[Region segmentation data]
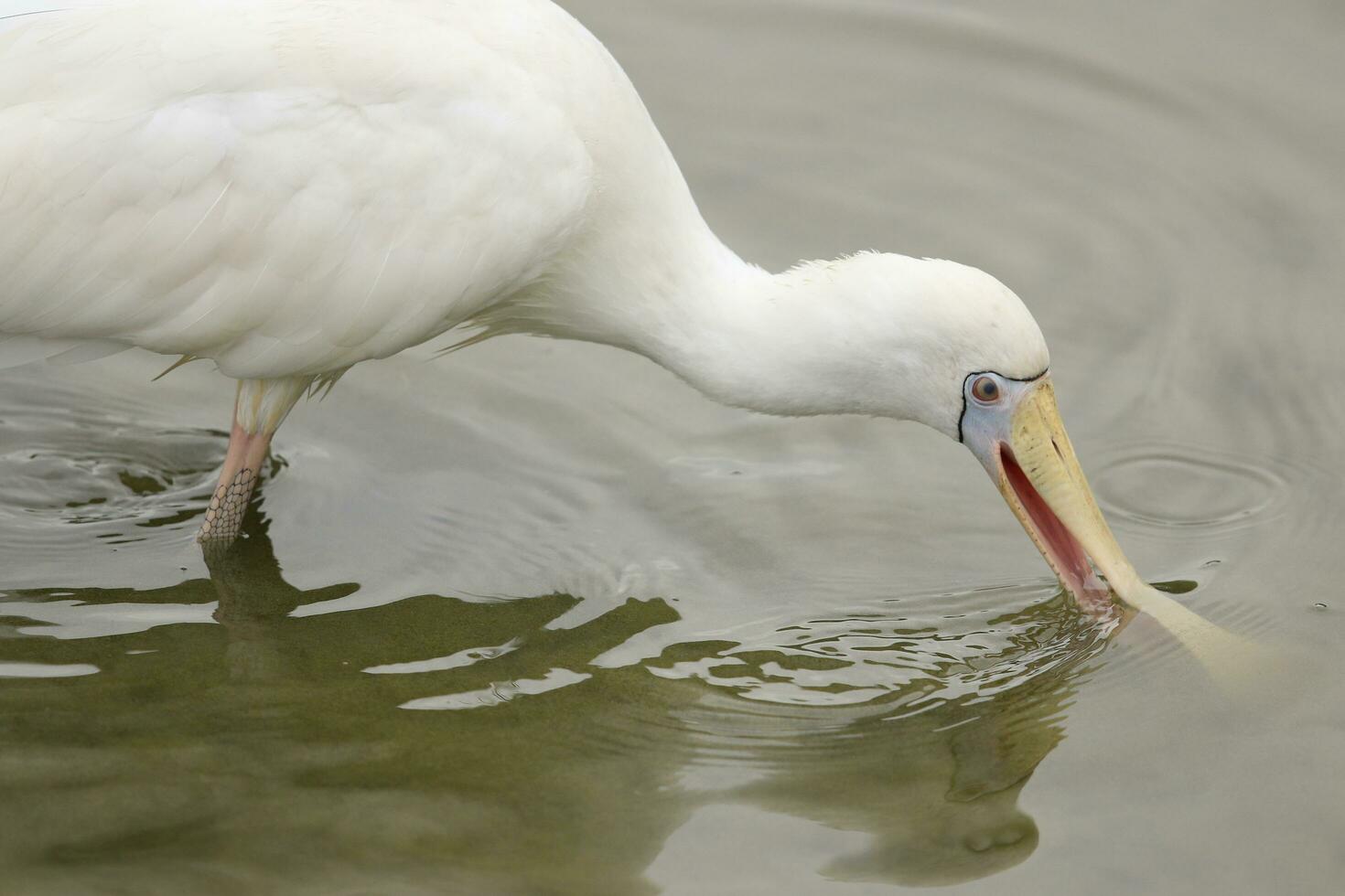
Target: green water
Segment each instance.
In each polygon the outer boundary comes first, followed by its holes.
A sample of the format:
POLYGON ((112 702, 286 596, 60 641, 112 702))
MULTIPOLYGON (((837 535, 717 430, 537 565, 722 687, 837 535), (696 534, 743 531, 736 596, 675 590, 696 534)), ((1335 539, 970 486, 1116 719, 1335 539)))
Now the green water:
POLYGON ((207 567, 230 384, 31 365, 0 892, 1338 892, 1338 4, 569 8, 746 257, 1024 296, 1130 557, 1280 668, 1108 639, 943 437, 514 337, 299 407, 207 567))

==

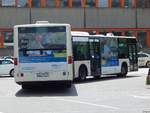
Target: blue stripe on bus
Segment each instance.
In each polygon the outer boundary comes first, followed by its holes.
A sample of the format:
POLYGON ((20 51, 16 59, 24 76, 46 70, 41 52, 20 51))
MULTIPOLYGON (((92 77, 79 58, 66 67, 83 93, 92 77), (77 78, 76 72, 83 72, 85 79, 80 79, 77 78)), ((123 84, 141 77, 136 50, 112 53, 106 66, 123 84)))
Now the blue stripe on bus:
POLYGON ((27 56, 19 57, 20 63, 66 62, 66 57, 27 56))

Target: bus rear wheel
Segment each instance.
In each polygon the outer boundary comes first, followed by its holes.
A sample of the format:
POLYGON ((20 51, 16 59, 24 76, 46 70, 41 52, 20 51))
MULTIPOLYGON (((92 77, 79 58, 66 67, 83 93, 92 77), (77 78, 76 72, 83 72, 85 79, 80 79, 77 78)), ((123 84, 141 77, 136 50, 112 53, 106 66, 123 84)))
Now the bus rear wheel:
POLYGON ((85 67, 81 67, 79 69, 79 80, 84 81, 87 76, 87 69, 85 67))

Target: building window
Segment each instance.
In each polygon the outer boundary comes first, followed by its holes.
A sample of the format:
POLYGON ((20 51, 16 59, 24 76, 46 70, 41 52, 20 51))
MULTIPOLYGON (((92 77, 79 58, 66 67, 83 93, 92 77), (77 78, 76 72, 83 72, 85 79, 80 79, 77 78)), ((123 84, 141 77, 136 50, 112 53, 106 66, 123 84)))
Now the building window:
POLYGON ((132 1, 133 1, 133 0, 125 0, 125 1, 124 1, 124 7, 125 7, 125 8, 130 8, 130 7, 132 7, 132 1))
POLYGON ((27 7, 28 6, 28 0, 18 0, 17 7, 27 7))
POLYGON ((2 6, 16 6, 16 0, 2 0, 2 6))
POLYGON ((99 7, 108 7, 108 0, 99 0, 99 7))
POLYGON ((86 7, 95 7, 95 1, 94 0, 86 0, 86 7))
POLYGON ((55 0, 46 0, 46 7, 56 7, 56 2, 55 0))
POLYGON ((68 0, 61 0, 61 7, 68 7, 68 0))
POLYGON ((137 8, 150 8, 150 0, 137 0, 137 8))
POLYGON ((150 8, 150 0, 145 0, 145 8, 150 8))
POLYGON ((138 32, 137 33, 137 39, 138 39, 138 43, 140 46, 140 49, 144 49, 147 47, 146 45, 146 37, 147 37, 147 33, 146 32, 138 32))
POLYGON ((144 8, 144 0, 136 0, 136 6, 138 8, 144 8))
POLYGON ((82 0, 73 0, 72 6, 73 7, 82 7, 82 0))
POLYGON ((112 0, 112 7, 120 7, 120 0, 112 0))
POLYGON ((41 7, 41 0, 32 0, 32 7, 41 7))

Task directions - Could you lay out as a numbered list the lines starting with the one containing "Target: blue stripe on bus" and ending with the one containing "POLYGON ((85 67, 81", both included and blank lines left out?

Answer to this problem -
1. Target: blue stripe on bus
2. Segment each instance.
3. In each polygon the outer boundary comes first, followed by its holes.
4. A sample of the format:
5. POLYGON ((20 51, 16 59, 24 76, 46 70, 41 52, 20 51))
6. MULTIPOLYGON (((92 77, 79 58, 66 67, 83 93, 92 77), (77 78, 76 72, 83 72, 85 79, 80 79, 77 78)), ((123 84, 141 77, 136 50, 112 53, 106 66, 123 84)))
7. Now the blue stripe on bus:
8. POLYGON ((27 56, 19 57, 20 63, 66 62, 66 57, 27 56))
9. Target: bus rear wheel
10. Segment each instance.
11. In each polygon the outer boundary comes first, followed by its holes.
12. A sample of the format:
13. POLYGON ((20 51, 16 59, 24 76, 46 70, 41 52, 20 51))
14. MULTIPOLYGON (((92 77, 79 58, 66 67, 83 93, 92 77), (77 78, 76 72, 83 72, 85 79, 80 79, 77 78)), ((123 84, 141 77, 136 50, 112 53, 106 66, 123 84)))
15. Now the bus rear wheel:
16. POLYGON ((85 67, 81 67, 79 69, 79 80, 84 81, 87 76, 87 69, 85 67))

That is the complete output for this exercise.